-- Start SUPPLIED MATERIAL --

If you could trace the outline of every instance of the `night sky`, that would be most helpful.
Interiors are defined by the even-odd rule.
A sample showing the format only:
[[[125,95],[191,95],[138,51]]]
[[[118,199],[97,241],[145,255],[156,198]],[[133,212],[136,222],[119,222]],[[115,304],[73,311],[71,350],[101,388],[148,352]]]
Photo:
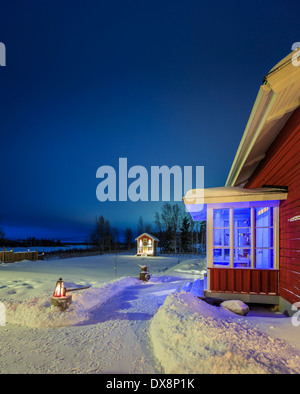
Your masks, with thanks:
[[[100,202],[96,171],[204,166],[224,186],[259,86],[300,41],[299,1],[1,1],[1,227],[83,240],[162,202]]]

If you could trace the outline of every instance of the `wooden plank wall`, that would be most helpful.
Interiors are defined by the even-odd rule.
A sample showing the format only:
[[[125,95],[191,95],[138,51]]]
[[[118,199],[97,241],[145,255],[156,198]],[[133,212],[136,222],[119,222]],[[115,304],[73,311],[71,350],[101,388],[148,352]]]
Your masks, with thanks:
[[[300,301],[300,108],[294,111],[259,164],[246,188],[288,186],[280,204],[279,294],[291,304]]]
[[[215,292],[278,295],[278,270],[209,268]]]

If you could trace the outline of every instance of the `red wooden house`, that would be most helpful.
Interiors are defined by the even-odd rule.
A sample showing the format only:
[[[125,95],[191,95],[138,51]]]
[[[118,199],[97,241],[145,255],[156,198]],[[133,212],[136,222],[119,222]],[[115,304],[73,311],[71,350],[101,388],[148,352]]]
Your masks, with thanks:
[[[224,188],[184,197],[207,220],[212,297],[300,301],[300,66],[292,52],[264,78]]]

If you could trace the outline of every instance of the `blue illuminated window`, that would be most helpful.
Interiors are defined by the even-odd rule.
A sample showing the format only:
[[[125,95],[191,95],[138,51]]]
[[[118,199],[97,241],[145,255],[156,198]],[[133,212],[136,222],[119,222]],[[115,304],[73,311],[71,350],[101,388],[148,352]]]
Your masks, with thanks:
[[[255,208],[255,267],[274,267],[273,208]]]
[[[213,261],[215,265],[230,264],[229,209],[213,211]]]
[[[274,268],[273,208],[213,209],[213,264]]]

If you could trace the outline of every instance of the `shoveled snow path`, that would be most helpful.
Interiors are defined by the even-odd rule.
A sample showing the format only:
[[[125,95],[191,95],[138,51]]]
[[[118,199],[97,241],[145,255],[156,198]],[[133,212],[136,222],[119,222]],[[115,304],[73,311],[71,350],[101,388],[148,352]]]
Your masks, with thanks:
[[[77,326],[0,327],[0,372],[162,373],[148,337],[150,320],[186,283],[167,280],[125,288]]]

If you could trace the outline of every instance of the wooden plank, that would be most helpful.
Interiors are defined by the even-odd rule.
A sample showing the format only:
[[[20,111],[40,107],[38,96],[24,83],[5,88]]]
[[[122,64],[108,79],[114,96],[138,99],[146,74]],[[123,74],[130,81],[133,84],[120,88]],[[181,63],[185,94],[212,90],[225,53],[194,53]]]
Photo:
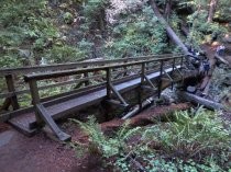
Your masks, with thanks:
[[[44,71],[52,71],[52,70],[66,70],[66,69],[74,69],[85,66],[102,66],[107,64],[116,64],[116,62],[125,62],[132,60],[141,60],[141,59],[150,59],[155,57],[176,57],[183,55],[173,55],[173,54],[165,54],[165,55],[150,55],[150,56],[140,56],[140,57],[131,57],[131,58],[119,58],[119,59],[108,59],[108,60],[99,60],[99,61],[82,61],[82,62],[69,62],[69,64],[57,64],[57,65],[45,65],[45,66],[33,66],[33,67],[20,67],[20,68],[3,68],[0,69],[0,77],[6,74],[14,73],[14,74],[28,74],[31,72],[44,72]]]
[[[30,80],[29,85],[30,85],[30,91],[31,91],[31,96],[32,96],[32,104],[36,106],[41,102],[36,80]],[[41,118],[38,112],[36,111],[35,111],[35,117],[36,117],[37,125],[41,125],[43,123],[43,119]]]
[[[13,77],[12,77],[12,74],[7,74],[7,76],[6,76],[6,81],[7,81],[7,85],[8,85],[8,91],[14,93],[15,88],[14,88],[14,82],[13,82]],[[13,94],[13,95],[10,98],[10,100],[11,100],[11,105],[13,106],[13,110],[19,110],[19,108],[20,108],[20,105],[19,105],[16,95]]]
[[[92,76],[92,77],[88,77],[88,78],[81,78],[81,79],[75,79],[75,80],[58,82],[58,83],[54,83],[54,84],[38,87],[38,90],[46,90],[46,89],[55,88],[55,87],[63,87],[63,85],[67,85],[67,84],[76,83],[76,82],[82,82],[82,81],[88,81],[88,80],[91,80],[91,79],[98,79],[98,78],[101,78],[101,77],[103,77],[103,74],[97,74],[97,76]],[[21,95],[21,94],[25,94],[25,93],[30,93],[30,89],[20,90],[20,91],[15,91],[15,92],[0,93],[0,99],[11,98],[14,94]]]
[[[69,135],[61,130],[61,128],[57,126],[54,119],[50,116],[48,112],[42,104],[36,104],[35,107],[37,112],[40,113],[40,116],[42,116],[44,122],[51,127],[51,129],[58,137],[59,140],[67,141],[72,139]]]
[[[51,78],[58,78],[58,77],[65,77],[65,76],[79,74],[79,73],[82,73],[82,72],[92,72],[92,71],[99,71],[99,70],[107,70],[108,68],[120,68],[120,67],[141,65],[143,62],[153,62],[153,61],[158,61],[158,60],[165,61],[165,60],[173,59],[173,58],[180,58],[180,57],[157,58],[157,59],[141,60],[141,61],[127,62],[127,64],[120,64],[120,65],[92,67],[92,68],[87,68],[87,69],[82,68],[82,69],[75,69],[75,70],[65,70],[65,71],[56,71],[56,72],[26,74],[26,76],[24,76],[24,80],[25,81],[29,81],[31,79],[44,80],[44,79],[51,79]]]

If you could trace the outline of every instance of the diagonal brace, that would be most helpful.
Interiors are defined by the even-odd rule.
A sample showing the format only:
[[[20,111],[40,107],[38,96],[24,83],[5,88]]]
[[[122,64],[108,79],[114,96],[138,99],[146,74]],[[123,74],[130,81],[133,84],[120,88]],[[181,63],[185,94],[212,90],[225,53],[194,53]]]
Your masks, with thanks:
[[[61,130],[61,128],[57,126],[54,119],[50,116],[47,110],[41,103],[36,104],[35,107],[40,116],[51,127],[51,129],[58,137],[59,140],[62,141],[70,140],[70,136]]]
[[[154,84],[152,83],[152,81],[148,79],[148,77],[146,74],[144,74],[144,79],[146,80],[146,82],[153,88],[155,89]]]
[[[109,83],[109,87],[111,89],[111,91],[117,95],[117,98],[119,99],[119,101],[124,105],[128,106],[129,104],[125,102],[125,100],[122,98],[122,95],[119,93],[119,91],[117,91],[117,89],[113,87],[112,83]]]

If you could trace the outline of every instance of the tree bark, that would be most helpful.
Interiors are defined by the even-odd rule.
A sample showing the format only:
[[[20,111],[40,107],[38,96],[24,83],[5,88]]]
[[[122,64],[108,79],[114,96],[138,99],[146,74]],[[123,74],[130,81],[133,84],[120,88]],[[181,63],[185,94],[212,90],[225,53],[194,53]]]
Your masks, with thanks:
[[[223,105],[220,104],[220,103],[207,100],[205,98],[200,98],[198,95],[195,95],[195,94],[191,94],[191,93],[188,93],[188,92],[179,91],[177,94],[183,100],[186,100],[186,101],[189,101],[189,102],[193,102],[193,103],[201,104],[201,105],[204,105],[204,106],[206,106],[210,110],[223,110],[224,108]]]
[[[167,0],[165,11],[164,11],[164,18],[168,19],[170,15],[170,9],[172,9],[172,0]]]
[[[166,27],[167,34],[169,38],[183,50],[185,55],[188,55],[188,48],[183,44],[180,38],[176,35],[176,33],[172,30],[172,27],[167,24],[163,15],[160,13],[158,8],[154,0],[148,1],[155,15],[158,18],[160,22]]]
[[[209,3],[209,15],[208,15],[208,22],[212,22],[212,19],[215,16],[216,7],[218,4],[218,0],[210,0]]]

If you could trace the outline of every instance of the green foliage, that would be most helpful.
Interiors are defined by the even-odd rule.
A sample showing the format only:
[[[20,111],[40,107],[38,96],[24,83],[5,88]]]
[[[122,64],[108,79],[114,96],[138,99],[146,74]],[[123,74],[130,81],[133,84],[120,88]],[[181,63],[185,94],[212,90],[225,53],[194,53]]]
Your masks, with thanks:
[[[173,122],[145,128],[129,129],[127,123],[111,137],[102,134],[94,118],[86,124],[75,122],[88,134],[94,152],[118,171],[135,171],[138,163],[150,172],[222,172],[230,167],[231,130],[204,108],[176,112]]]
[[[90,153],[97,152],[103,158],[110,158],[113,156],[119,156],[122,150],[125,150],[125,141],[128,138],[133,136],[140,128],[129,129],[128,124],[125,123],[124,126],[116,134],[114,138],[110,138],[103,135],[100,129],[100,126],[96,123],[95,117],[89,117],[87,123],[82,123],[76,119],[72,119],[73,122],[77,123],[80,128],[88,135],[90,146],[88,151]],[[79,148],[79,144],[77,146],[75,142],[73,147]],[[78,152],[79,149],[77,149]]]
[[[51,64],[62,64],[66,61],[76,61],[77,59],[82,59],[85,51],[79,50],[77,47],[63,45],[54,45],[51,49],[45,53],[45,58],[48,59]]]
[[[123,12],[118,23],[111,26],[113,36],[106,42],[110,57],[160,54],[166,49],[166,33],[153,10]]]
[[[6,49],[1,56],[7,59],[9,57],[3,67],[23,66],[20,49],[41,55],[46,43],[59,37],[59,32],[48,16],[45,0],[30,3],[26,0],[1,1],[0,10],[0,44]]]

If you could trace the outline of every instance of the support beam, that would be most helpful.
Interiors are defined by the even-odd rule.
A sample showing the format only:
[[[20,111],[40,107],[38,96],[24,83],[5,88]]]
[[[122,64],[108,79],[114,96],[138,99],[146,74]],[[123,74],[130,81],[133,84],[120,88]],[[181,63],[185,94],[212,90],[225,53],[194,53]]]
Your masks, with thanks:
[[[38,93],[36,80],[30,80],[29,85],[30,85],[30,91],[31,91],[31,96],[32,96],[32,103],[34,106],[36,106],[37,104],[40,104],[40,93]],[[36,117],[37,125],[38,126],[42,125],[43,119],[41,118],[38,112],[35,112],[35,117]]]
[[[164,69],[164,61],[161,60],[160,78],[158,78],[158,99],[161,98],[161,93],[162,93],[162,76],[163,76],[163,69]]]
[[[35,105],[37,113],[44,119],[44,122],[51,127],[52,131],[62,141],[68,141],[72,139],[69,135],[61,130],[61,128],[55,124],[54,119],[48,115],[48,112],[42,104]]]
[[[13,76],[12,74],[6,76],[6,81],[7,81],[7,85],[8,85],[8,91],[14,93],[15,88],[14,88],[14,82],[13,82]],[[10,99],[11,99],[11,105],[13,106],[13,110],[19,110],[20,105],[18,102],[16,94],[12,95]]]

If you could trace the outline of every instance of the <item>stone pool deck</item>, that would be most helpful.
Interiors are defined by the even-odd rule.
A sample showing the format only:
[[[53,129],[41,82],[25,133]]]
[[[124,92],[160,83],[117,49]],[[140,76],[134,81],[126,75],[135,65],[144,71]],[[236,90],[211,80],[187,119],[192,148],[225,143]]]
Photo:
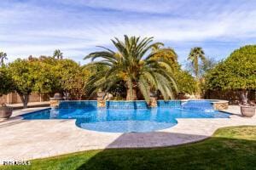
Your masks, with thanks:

-- End SUPPLIED MATERIAL --

• [DIRECTIONS] Quote exactly, and only, the lines from the one containing "deck</item>, that would be most helpful." through the last line of the records above, both included; leave out any pictures.

• [FULL SOLUTION]
If you could trace the outline of every instance of the <item>stone pool deck</item>, that would be most helpful.
Interiors are defined by the even-odd rule.
A sample showing the format only:
[[[53,129],[41,82],[25,133]]]
[[[124,92],[160,83],[117,49]],[[140,76],[134,81],[126,75],[135,65],[144,71]],[[236,90],[211,80],[187,119],[192,148],[225,143]]]
Photo:
Your masks, with thanks:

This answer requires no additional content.